---------- SOURCE EXCERPT ----------

The Party and the Guests (Jan Nemec, 1966)






The Iron Curtain may now be a construct of the past -- symbolically and ideologically torn down with the collapse of Communism across Eastern Europe in 1989 -- but little seems to have changed to alter the biased and marginalized view of Eastern Europe. Popular misconceptions are such that Eastern Europe remains economically, and therefore culturally, stunted vis-a-vis their Western brethren. Few non-sequiturs are in desperate need of rectification as much as this last statement. Even under Socialist control, culture oozed from the wounds of repression, and paradoxically the totalitarian shackles served to spur on the flowering of man-made artifacts.
 
One of the cultural fronts that deserves more widespread investigation and appreciation is the arena of cinema. "Films made in Eastern Europe seem of little or no interest to people in the West. The audiences in western countries find them as antediluvian as the battle for workers' rights in England in the time of Marx," once remarked the Polish master director Andrzej Wajda in his autobiography (Double Vision, My Life in Film, 1986). More than twenty years on, this lamentation seems as true and self-evident as when it was first ventilated. Outside their places of origin, Eastern European films remain confined to film festivals, art-house cinemas, and film societies.

---------- SUPPLIED DATA ----------

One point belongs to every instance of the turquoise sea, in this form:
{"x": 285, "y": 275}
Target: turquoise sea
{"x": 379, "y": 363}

----------

» **TASKS TO COMPLETE**
(a) Can you rewrite the paragraph starting "One of the cultural fronts" in the excerpt on Eastern European cinema more briefly while keeping its main facts?
(b) Copy the excerpt on Eastern European cinema word for word from "The Iron Curtain" up to and including "of man-made artifacts.".

» **RESPONSES PER TASK**
(a) Cinema is one cultural front that deserves wider study and appreciation. In his 1986 autobiography, Double Vision, My Life in Film, Polish director Andrzej Wajda remarked that Western audiences take little or no interest in Eastern European films and find them as antediluvian as the battle for workers' rights in England in Marx's time. More than twenty years on, his complaint still seems true. Outside their places of origin, these films remain confined to film festivals, art-house cinemas, and film societies.

(b)
The Iron Curtain may now be a construct of the past -- symbolically and ideologically torn down with the collapse of Communism across Eastern Europe in 1989 -- but little seems to have changed to alter the biased and marginalized view of Eastern Europe. Popular misconceptions are such that Eastern Europe remains economically, and therefore culturally, stunted vis-a-vis their Western brethren. Few non-sequiturs are in desperate need of rectification as much as this last statement. Even under Socialist control, culture oozed from the wounds of repression, and paradoxically the totalitarian shackles served to spur on the flowering of man-made artifacts.